Reproduce verbatim the passage of the bronchiolitis diaphragm-ultrasound abstract from "BACKGROUND: Bronchiolitis is" to "thickening fraction [TF]).", including both endpoints.

▶ **Extract provided**:
·····

BACKGROUND: Bronchiolitis is the most common reason for hospitalization of children worldwide. Many scoring systems have been developed to quantify respiratory distress and predict outcome, but none of them have been validated. We hypothesized that the ultrasound evaluation of the diaphragm could quantify respiratory distress and therefore we correlated the ultrasound diaphragm parameters with outcome.
METHODS: Prospective study of infants with bronchiolitis (1-12 months) evaluated in a pediatric emergency department. Ultrasonography examinations of the diaphragm was performed (diaphragm excursion [DE], inspiratory excursion [IS], inspiratory/expiratory relationship [I/E], and thickness at end-expiration [TEE] and at end-inspiration [TEI]; thickening fraction [TF]).

·····

▶ **The data**:
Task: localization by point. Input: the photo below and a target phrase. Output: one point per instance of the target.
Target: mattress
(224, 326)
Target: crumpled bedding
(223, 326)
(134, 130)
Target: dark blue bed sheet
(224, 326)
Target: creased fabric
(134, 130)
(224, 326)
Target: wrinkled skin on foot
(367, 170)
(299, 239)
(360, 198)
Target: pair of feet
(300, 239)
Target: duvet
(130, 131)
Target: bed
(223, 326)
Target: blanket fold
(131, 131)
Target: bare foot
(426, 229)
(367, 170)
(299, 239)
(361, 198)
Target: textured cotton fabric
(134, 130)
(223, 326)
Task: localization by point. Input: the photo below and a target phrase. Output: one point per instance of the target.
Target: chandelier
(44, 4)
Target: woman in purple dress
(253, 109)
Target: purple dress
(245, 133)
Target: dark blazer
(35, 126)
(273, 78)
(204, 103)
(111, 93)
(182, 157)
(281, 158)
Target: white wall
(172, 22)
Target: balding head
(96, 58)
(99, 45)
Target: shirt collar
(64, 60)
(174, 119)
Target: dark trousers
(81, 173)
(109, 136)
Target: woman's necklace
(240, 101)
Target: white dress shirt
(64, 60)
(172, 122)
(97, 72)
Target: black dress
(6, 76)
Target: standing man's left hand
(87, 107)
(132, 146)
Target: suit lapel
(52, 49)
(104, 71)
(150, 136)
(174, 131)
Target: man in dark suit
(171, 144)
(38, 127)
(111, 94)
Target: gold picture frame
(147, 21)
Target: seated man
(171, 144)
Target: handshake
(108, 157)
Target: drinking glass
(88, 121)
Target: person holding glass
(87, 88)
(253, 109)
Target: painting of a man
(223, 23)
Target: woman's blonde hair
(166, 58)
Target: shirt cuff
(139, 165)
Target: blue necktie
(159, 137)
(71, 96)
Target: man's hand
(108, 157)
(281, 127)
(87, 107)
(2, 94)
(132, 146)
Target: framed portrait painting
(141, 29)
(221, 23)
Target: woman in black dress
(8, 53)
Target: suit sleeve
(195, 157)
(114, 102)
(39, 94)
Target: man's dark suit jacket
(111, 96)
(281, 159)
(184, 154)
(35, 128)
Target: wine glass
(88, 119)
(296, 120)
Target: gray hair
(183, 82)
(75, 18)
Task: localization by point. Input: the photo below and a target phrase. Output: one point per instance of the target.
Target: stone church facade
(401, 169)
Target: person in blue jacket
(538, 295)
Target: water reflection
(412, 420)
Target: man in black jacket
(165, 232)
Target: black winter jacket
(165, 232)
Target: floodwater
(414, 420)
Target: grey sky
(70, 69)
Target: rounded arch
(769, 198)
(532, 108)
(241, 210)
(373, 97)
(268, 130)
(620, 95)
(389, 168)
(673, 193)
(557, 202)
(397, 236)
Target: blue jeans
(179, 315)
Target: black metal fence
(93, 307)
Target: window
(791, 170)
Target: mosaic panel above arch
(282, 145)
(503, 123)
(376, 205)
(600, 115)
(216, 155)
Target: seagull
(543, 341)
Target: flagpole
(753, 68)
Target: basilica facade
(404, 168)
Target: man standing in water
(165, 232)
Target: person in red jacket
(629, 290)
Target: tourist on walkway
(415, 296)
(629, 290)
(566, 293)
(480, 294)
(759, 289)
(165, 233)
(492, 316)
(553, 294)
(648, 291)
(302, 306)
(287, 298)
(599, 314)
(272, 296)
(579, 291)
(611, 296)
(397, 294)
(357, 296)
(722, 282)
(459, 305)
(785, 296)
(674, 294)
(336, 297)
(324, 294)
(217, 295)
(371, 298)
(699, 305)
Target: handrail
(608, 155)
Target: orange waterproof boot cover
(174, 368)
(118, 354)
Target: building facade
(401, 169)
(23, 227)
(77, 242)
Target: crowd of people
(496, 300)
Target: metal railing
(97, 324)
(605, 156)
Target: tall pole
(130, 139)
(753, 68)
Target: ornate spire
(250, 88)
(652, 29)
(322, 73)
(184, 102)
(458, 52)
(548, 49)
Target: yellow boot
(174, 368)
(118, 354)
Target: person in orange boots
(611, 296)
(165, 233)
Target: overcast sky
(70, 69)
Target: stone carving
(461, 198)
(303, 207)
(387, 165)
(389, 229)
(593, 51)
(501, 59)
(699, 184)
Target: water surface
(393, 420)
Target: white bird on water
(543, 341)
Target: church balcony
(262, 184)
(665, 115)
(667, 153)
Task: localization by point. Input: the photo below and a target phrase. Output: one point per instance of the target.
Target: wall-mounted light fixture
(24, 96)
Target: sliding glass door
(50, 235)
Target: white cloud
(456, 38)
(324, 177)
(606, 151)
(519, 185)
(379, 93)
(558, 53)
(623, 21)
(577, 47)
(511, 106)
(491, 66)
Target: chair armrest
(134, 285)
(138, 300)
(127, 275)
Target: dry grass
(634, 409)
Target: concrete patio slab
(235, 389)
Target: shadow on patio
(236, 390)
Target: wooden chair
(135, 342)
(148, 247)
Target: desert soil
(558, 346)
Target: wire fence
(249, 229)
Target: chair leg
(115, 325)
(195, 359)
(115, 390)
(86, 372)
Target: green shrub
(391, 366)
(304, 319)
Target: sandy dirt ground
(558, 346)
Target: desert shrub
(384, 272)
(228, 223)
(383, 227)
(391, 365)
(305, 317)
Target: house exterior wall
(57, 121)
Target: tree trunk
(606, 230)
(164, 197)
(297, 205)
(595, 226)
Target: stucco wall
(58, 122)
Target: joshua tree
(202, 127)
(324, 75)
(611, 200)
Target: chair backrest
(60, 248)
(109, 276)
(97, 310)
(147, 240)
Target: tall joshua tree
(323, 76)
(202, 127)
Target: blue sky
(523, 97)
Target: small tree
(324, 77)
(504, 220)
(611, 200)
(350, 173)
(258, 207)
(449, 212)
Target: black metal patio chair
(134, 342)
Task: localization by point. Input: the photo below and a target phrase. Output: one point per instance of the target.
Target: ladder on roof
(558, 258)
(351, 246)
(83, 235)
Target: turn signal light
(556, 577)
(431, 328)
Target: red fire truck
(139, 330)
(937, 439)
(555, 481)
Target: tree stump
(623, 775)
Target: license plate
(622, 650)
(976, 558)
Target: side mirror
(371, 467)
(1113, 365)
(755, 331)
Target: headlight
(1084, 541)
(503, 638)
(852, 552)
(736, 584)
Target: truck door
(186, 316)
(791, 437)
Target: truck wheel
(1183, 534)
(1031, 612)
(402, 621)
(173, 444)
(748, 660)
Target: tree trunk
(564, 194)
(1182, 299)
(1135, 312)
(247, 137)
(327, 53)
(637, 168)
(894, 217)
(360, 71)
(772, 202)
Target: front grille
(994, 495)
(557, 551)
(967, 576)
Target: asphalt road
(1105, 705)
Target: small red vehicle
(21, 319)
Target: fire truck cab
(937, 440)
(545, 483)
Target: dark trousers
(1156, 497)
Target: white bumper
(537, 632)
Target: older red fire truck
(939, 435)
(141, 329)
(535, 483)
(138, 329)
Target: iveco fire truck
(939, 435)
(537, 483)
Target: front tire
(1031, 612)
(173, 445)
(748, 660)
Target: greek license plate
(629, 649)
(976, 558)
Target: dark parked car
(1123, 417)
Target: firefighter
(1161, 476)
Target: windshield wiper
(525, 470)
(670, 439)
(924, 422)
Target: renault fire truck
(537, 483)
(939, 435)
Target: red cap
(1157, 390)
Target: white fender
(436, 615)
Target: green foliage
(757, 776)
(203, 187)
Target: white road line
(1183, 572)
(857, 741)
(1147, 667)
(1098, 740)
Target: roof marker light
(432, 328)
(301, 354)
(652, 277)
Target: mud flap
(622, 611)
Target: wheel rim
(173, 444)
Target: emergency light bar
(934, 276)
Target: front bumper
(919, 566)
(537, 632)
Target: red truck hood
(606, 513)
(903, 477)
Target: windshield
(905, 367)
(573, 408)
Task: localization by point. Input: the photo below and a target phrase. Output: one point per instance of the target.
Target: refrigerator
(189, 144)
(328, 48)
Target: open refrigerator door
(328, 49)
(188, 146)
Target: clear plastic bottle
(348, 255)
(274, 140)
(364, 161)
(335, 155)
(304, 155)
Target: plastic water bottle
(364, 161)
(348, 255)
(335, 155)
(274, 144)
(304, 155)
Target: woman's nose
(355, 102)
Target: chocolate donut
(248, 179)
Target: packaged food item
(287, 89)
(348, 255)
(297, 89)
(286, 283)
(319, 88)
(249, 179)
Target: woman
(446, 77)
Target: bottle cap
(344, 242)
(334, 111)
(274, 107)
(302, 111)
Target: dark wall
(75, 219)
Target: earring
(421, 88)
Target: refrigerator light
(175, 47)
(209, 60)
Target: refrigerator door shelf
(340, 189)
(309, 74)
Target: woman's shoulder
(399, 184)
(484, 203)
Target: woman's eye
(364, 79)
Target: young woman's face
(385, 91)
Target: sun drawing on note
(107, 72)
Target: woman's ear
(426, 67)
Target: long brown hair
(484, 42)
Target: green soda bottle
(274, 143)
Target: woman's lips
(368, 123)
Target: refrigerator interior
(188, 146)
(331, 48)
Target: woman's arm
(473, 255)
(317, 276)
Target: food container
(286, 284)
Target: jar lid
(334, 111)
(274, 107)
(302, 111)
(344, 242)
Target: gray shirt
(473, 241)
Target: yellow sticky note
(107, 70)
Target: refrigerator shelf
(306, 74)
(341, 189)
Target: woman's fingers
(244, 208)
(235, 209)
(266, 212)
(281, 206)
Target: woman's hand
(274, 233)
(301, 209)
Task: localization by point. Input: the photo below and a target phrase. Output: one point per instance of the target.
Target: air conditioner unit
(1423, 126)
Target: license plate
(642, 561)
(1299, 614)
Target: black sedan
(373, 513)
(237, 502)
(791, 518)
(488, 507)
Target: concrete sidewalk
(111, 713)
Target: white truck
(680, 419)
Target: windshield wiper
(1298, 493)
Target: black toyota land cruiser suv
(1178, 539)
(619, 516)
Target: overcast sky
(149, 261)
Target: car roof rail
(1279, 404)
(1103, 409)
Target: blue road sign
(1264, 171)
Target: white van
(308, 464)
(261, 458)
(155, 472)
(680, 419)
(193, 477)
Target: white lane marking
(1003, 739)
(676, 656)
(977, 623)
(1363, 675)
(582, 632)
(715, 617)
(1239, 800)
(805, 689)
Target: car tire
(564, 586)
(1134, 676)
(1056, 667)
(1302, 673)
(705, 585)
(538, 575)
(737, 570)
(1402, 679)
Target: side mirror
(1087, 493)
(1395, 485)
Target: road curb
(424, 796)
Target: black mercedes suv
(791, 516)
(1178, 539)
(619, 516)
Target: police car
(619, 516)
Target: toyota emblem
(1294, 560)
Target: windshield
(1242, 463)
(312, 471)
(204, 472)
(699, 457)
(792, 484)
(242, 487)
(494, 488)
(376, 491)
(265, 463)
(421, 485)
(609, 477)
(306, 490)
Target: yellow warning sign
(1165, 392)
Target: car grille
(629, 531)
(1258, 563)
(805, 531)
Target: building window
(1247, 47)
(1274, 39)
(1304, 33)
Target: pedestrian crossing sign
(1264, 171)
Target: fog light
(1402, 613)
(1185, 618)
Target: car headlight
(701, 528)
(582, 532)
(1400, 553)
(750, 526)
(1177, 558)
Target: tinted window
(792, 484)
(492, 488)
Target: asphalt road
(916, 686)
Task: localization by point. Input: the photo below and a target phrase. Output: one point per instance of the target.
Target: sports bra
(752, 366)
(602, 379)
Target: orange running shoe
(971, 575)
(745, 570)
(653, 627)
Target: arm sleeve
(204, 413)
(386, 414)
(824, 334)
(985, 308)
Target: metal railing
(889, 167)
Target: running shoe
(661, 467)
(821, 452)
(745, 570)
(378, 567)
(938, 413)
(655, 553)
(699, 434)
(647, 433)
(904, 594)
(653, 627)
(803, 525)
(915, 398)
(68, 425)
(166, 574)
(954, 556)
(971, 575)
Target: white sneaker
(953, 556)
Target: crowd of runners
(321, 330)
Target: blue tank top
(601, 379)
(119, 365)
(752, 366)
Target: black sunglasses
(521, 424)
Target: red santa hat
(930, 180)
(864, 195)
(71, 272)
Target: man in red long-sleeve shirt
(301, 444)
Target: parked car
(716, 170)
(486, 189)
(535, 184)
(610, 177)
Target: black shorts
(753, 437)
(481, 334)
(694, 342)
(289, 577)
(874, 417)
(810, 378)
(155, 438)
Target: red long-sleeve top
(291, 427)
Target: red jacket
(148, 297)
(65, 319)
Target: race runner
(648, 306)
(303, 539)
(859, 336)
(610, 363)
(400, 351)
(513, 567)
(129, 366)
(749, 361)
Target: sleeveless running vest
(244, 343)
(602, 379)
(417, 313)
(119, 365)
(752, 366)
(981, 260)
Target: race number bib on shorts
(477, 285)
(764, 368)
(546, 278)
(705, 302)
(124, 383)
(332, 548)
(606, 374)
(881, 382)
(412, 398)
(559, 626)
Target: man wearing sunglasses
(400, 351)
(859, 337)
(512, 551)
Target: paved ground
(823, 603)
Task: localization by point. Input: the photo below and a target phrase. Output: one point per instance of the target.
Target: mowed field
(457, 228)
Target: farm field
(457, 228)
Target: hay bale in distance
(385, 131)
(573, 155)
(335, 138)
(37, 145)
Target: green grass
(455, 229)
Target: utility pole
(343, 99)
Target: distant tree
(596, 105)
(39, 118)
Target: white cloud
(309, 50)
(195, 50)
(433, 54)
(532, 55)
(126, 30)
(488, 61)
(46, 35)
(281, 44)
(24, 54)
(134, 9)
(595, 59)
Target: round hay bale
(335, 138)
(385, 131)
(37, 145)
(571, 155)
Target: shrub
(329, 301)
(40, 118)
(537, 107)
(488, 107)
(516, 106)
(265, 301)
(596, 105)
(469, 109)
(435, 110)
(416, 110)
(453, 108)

·····

▶ **Response for this exercise**:
BACKGROUND: Bronchiolitis is the most common reason for hospitalization of children worldwide. Many scoring systems have been developed to quantify respiratory distress and predict outcome, but none of them have been validated. We hypothesized that the ultrasound evaluation of the diaphragm could quantify respiratory distress and therefore we correlated the ultrasound diaphragm parameters with outcome.
METHODS: Prospective study of infants with bronchiolitis (1-12 months) evaluated in a pediatric emergency department. Ultrasonography examinations of the diaphragm was performed (diaphragm excursion [DE], inspiratory excursion [IS], inspiratory/expiratory relationship [I/E], and thickness at end-expiration [TEE] and at end-inspiration [TEI]; thickening fraction [TF]).